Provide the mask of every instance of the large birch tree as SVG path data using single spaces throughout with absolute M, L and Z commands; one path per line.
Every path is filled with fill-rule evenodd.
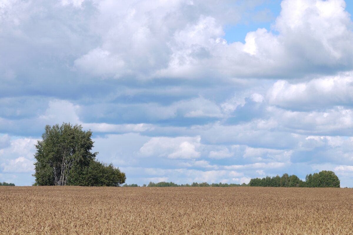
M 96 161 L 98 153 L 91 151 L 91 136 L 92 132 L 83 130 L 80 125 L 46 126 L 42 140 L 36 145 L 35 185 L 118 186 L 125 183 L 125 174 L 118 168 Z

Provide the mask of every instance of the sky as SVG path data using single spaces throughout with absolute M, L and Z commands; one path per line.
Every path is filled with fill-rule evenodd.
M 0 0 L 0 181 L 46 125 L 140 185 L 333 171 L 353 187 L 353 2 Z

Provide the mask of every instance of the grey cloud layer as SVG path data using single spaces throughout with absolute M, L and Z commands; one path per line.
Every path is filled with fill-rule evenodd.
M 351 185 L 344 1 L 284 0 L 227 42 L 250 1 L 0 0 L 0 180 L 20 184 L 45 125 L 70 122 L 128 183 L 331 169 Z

• • • •

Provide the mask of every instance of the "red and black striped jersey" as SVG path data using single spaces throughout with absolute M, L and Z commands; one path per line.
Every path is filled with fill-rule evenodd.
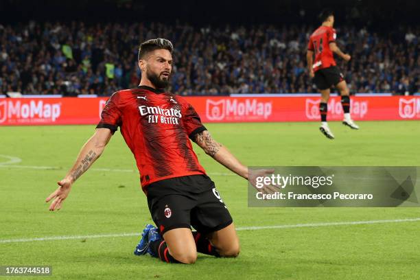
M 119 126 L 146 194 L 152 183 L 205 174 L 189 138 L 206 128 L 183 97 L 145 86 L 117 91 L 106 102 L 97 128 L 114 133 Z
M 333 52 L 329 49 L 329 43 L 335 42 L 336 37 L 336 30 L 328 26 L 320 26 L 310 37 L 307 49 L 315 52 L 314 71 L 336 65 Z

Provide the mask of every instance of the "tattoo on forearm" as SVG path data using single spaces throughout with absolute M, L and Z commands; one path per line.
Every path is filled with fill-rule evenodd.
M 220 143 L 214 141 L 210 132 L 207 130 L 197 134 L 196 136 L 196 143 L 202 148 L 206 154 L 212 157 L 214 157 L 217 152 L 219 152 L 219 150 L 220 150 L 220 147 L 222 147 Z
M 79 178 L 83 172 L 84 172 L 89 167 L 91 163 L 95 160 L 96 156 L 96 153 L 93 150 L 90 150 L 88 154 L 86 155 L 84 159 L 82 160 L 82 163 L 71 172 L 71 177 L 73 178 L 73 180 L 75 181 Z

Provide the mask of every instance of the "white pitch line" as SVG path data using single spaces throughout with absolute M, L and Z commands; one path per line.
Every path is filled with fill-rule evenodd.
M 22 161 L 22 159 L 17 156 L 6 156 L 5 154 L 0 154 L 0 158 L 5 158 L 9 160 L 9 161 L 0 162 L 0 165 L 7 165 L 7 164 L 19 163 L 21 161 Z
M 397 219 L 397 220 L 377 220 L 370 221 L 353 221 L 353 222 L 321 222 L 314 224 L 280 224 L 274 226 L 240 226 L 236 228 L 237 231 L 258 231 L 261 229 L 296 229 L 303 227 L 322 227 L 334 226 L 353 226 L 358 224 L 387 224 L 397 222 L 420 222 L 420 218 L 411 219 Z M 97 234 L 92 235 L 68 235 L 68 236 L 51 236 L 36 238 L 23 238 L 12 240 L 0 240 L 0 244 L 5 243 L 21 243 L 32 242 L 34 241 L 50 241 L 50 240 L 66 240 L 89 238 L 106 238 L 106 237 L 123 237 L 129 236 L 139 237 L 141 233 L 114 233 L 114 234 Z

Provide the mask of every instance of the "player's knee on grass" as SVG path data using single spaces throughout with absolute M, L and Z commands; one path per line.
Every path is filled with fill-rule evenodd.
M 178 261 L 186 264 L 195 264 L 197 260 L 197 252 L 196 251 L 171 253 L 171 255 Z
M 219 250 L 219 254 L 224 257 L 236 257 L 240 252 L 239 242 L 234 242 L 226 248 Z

• • • •

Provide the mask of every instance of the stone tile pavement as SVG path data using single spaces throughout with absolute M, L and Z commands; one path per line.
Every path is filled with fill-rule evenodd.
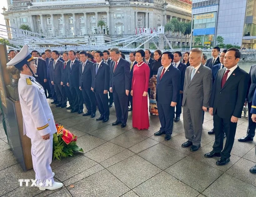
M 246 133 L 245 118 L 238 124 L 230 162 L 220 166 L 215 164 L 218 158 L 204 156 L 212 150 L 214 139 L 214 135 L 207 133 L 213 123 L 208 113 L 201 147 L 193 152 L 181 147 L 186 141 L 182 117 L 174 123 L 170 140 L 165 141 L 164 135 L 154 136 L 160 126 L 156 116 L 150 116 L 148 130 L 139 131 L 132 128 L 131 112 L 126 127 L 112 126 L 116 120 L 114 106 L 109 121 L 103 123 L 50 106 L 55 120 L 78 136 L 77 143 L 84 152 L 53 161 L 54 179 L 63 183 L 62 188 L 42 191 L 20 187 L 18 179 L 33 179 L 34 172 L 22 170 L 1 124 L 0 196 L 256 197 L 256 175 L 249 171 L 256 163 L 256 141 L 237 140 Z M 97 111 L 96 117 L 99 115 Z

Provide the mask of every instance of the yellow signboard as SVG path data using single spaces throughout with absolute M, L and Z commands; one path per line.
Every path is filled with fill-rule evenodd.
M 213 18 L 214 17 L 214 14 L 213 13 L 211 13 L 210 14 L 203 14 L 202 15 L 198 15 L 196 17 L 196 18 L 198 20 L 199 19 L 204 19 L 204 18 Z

• • • •

TO DO. Can you copy the listing verbatim, from the line containing "Provide the mask of every instance of the yellow" through the line containing "M 213 18 L 214", both lines included?

ANSWER TO THE TASK.
Provide the mask of every instance of the yellow signboard as SVG path data using single spaces throughout with absolute M, L and Z commands; one path per line.
Every path is filled with fill-rule evenodd.
M 213 18 L 214 17 L 214 14 L 213 13 L 211 13 L 210 14 L 203 14 L 202 15 L 198 15 L 196 17 L 196 18 L 198 20 L 199 19 L 204 19 L 204 18 Z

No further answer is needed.